■ **CHALLENGE**: Give back the text of every item below word for word, leaving out the pictures.
────────────────────────────────────────
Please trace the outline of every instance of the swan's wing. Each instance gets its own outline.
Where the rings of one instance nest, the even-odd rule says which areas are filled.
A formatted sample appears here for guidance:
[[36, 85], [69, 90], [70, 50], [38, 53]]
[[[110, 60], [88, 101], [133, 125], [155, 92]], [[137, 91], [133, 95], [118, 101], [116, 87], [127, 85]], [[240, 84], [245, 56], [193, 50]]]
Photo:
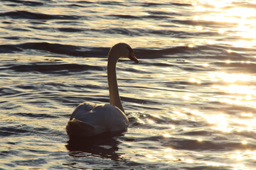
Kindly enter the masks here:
────────────────────────────────────────
■ **TASK RESPONSE**:
Please trace the outline of every instance of the swan's wing. Each instance gets its own outline.
Where the rings of one instance nest, the even-odd rule says which areas are filled.
A formatted sample appears here for guidance:
[[36, 85], [69, 90], [70, 50], [38, 53]]
[[[110, 60], [88, 101], [133, 125], [155, 92]], [[137, 91], [133, 95], [118, 101], [116, 87], [127, 85]], [[240, 84], [245, 56], [193, 50]]]
Photo:
Kindly enter the masks here:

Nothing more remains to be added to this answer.